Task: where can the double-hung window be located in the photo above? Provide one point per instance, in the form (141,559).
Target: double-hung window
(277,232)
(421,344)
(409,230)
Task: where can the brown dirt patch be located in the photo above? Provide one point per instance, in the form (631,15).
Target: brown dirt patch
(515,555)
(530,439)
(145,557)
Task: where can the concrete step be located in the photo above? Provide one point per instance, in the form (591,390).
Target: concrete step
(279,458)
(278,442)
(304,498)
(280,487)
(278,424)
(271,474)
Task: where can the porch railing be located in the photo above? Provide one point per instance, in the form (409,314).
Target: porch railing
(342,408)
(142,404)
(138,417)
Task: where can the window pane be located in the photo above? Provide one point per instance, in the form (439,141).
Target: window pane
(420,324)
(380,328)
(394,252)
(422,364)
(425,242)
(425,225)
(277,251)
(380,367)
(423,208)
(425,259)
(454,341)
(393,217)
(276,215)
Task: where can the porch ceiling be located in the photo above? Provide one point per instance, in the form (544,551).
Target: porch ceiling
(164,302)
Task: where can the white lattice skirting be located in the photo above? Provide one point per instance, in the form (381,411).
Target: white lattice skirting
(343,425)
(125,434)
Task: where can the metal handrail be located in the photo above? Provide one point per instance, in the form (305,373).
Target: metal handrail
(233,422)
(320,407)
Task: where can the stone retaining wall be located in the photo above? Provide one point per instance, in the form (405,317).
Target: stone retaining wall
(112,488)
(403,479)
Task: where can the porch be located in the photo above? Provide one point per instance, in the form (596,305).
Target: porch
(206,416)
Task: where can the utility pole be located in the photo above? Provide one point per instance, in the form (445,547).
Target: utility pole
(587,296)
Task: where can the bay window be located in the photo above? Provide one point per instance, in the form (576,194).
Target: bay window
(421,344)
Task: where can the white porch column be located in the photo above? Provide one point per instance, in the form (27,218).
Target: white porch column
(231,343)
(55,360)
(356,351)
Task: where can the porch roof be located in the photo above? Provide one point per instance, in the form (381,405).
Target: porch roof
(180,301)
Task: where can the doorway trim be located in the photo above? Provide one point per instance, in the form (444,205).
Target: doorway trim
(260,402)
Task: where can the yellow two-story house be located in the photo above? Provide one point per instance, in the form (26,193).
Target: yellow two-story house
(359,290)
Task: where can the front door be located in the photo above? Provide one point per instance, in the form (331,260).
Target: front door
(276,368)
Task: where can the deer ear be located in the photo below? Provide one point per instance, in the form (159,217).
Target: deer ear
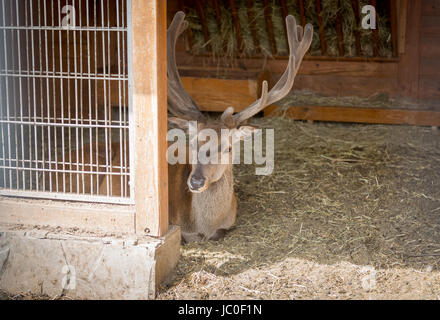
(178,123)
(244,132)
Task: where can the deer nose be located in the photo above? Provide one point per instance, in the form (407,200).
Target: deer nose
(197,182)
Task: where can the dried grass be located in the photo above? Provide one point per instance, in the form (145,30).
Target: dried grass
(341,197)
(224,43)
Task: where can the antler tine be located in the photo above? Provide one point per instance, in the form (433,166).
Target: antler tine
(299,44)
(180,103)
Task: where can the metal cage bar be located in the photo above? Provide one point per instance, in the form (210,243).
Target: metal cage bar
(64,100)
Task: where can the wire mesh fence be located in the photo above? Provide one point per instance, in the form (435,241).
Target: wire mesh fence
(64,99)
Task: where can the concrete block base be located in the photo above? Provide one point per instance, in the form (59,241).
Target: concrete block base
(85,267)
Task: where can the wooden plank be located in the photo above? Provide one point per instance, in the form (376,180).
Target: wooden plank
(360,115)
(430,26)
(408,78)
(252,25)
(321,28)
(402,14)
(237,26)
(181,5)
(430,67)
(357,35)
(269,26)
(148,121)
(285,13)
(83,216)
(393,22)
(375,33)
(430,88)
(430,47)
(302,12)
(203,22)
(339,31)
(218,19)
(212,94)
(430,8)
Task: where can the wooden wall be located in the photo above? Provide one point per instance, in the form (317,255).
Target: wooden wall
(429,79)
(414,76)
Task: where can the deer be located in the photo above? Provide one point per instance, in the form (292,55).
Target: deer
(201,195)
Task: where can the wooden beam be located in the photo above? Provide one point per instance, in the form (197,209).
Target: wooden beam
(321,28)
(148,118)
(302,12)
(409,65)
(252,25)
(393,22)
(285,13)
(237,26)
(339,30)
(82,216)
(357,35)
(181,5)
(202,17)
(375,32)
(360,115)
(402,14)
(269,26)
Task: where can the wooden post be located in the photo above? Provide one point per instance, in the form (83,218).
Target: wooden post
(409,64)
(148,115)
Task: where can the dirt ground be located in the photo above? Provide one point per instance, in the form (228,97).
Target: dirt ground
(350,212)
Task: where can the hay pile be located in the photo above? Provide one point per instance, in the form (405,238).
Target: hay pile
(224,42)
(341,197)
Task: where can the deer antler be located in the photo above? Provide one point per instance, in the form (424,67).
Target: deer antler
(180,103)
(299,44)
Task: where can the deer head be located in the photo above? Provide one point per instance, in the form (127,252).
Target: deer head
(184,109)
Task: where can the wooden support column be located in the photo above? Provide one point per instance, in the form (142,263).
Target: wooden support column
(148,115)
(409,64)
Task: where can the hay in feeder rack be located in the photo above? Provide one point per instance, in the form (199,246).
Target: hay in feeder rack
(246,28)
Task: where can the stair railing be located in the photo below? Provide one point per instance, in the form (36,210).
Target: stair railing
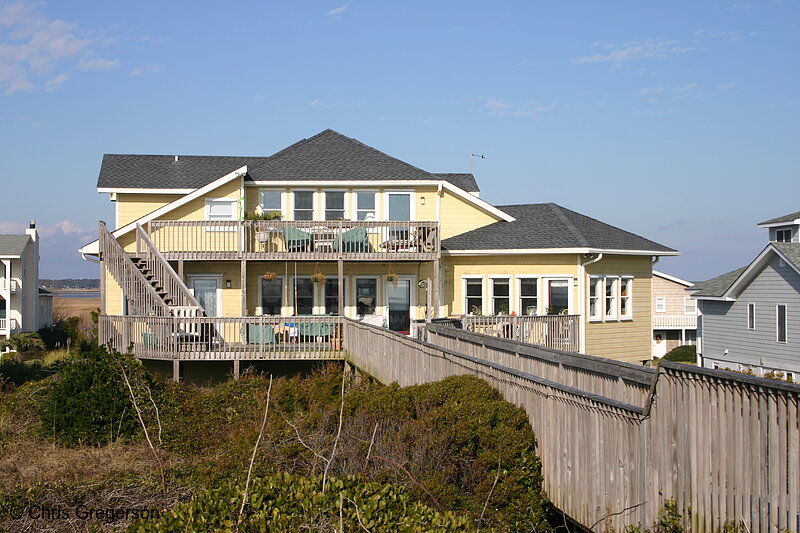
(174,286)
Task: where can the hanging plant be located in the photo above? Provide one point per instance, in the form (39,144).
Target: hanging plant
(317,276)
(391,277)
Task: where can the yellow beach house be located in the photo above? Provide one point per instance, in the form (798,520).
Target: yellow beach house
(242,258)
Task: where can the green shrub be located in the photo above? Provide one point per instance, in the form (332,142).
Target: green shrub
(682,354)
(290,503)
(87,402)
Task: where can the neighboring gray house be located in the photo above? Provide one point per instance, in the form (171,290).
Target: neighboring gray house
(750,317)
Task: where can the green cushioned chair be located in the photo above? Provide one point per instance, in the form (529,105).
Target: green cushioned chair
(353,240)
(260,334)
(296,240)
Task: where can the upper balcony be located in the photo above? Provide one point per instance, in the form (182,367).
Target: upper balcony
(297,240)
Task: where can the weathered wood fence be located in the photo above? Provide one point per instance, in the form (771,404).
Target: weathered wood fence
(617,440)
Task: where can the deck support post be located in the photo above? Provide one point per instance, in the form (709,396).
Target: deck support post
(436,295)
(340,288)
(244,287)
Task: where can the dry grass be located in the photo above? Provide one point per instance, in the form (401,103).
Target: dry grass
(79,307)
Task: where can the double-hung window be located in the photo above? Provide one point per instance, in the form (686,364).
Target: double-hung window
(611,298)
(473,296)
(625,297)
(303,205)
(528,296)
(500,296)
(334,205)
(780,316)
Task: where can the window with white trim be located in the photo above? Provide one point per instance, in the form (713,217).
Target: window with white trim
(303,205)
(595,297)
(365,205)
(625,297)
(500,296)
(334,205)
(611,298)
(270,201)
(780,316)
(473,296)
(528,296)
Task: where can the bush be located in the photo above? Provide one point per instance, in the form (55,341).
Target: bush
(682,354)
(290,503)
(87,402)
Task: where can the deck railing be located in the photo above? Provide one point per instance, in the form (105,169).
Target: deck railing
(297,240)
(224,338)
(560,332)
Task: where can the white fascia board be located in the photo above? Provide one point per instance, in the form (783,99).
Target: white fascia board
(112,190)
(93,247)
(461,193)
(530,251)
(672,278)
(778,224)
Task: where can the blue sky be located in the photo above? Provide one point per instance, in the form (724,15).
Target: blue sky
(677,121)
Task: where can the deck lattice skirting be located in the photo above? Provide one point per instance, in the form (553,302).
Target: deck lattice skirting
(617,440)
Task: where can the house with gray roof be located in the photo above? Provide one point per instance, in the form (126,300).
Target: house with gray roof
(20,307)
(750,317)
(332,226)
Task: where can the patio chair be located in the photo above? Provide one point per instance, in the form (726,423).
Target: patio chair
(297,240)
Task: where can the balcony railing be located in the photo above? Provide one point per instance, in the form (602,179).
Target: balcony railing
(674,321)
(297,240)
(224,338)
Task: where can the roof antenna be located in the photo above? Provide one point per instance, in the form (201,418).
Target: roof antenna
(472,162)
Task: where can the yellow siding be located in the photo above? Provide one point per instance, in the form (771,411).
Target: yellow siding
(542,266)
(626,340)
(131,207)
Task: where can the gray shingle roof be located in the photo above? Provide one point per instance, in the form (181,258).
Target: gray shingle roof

# # # # #

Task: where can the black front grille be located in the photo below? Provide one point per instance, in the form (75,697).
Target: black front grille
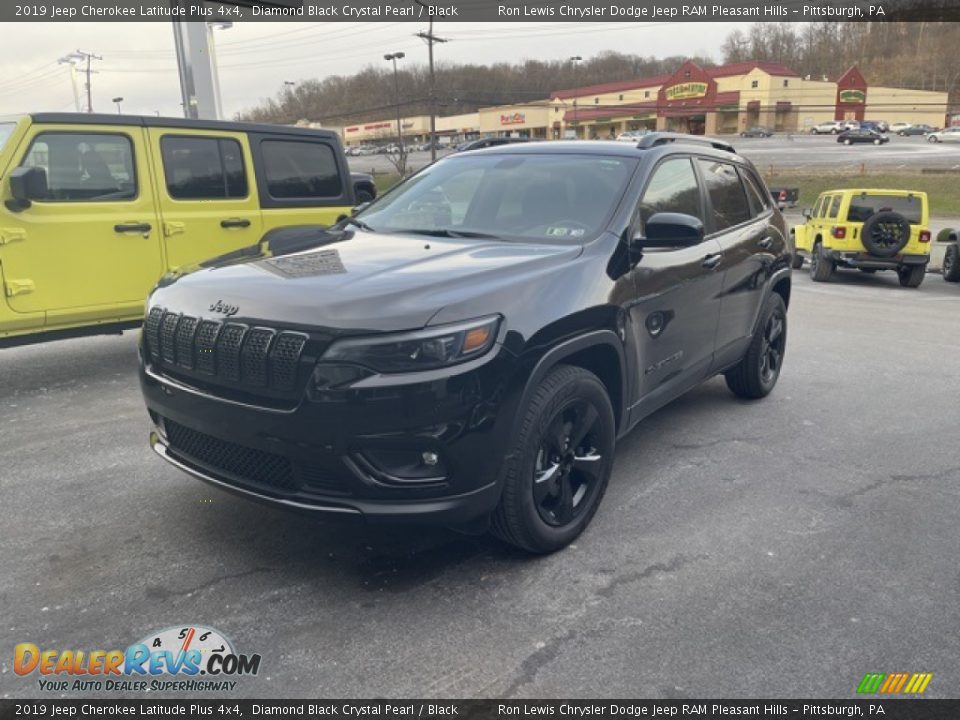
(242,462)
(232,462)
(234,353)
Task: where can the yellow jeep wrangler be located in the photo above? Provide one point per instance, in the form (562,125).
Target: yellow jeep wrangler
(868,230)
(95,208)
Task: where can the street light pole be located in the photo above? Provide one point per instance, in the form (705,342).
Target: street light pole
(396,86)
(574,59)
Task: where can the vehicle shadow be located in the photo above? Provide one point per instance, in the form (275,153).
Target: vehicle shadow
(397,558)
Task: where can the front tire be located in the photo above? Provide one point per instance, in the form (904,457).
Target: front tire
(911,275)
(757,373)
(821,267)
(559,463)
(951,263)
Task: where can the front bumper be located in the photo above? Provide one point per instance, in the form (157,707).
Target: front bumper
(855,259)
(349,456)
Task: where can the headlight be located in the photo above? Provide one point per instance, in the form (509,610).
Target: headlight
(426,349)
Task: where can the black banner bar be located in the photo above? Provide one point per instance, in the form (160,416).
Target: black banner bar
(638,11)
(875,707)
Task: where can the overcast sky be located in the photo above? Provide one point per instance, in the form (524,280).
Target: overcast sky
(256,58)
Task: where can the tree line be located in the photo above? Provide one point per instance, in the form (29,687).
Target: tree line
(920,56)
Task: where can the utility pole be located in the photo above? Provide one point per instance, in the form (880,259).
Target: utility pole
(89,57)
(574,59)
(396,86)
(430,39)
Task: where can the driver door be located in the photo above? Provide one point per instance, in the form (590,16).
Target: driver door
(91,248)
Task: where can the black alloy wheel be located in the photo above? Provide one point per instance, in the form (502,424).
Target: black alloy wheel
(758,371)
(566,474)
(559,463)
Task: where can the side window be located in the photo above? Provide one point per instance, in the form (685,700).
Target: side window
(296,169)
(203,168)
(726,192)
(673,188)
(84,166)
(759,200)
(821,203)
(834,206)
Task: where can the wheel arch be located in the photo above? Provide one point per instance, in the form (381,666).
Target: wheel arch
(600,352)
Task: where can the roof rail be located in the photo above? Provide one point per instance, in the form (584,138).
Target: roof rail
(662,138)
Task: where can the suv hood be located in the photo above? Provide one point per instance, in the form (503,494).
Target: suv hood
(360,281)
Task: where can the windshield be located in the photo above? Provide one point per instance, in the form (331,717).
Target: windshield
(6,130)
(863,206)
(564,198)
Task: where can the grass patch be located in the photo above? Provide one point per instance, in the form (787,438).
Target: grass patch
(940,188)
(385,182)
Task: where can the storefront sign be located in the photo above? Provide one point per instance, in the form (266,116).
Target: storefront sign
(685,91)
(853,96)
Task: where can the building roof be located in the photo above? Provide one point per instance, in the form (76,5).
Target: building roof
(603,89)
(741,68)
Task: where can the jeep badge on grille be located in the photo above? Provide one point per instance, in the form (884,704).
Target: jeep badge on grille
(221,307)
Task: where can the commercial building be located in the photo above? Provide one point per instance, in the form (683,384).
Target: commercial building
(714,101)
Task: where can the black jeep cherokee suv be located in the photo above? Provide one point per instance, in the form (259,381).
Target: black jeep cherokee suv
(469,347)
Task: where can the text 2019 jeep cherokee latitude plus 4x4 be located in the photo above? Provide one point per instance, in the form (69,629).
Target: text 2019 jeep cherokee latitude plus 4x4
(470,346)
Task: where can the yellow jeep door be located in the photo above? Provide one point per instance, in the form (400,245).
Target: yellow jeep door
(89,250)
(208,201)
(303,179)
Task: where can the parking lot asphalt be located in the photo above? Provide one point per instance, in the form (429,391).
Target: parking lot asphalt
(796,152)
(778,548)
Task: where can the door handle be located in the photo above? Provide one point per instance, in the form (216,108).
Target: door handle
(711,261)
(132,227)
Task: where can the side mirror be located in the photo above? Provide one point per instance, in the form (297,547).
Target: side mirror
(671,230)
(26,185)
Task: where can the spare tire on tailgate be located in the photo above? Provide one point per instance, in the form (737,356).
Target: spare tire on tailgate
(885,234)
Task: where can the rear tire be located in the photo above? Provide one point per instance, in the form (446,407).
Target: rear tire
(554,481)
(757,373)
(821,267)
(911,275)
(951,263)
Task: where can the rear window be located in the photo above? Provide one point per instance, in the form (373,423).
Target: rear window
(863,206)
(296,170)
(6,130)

# # # # #

§ **Written task**: Filter the material above, keeping every line that contains the string "grille". Case counts, so copy only the lines where the letters match exactly.

§ **Written response**:
Task: where can the black front grille be located in the photo below? Provide one point per instance, in the form (75,697).
Target: black front grille
Task: where can the jeep badge on grille be located in the photo above? Provide one point per instance, in the form (884,704).
Target: jeep badge on grille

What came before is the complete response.